>>>>>
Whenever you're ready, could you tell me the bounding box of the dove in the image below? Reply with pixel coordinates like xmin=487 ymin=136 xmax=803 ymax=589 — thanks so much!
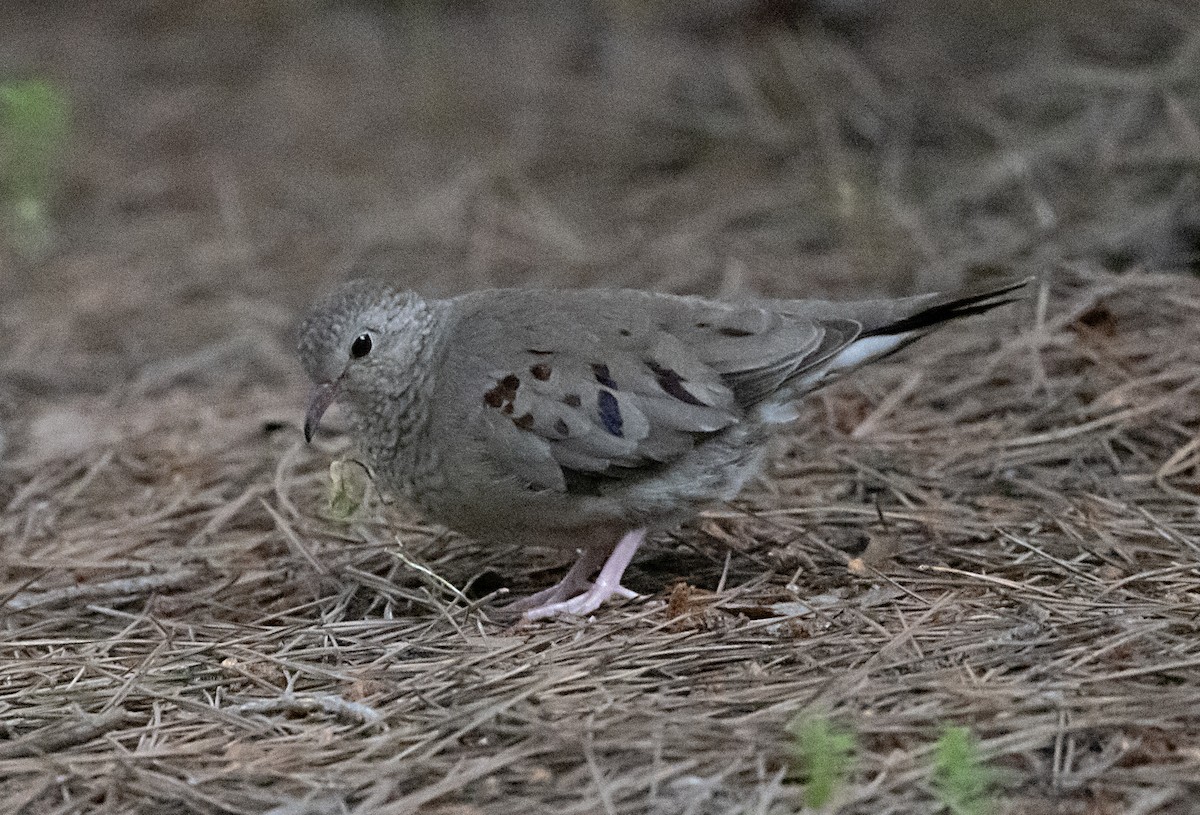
xmin=298 ymin=277 xmax=1028 ymax=621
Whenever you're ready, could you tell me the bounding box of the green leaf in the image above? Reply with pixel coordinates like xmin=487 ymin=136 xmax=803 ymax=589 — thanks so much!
xmin=0 ymin=78 xmax=69 ymax=253
xmin=0 ymin=79 xmax=69 ymax=200
xmin=328 ymin=459 xmax=371 ymax=520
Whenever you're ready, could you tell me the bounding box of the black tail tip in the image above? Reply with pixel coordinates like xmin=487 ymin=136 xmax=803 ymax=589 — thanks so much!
xmin=867 ymin=276 xmax=1033 ymax=338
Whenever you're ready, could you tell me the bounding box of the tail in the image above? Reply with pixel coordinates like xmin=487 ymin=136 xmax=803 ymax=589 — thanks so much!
xmin=769 ymin=277 xmax=1031 ymax=417
xmin=859 ymin=277 xmax=1033 ymax=338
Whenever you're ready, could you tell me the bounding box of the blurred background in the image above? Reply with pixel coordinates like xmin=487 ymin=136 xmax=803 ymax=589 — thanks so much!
xmin=0 ymin=0 xmax=1197 ymax=455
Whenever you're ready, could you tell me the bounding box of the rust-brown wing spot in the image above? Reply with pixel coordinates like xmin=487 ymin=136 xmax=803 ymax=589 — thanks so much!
xmin=562 ymin=393 xmax=582 ymax=408
xmin=530 ymin=363 xmax=552 ymax=381
xmin=512 ymin=412 xmax=535 ymax=430
xmin=484 ymin=374 xmax=521 ymax=411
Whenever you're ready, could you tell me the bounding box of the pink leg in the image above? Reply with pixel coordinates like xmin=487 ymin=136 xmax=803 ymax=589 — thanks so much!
xmin=501 ymin=547 xmax=607 ymax=615
xmin=521 ymin=528 xmax=648 ymax=621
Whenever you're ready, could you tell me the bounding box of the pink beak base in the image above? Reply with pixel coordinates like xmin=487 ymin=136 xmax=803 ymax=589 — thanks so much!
xmin=304 ymin=380 xmax=342 ymax=443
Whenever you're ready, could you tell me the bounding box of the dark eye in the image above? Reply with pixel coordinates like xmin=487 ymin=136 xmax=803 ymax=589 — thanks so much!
xmin=350 ymin=333 xmax=373 ymax=359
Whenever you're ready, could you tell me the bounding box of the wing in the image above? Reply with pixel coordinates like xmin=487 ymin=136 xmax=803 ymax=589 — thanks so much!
xmin=442 ymin=290 xmax=865 ymax=494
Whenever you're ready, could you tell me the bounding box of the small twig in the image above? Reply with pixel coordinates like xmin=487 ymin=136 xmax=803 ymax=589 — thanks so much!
xmin=0 ymin=709 xmax=139 ymax=759
xmin=273 ymin=440 xmax=305 ymax=521
xmin=851 ymin=372 xmax=923 ymax=439
xmin=262 ymin=499 xmax=329 ymax=575
xmin=1001 ymin=382 xmax=1200 ymax=449
xmin=391 ymin=539 xmax=470 ymax=605
xmin=715 ymin=550 xmax=732 ymax=595
xmin=186 ymin=483 xmax=267 ymax=547
xmin=919 ymin=564 xmax=1062 ymax=598
xmin=583 ymin=724 xmax=619 ymax=815
xmin=1028 ymin=279 xmax=1051 ymax=395
xmin=230 ymin=693 xmax=386 ymax=730
xmin=3 ymin=570 xmax=198 ymax=611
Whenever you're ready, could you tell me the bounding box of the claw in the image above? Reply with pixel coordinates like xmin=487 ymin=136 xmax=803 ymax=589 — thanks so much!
xmin=520 ymin=528 xmax=647 ymax=621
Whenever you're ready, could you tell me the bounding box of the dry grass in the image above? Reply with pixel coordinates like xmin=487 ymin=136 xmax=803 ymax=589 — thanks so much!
xmin=9 ymin=265 xmax=1200 ymax=815
xmin=3 ymin=1 xmax=1200 ymax=813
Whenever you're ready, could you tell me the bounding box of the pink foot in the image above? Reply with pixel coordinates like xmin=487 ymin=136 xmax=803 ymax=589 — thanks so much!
xmin=521 ymin=528 xmax=647 ymax=621
xmin=501 ymin=548 xmax=602 ymax=615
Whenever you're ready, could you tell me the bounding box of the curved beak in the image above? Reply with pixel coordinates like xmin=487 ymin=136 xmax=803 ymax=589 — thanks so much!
xmin=304 ymin=377 xmax=343 ymax=443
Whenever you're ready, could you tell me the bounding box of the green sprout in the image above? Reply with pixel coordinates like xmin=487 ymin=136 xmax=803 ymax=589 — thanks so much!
xmin=787 ymin=714 xmax=856 ymax=810
xmin=932 ymin=726 xmax=997 ymax=815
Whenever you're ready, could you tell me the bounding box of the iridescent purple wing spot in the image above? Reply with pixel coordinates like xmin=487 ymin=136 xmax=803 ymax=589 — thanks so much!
<<<<<
** Your goal **
Extract every line from the one containing "of the curved" through the last line of the data, inclusive, exactly as written.

** Exercise output **
Whenever you're ready, could you tell me the bounding box of the curved beak in the image above? Reply with pixel coordinates like xmin=487 ymin=136 xmax=803 ymax=589 — thanks so much!
xmin=304 ymin=377 xmax=343 ymax=443
Whenever you're ready, could you tell me the bounding box of the green sprout in the image above? Reply with pixel coordinates like xmin=487 ymin=136 xmax=803 ymax=589 — thanks so much!
xmin=787 ymin=714 xmax=856 ymax=810
xmin=932 ymin=726 xmax=997 ymax=815
Whenever you're ready, could you tell me the bounding box of the iridescent purple wing spot in the image above? Reply with pixel coordinates like xmin=487 ymin=136 xmax=803 ymax=589 — thanks so much!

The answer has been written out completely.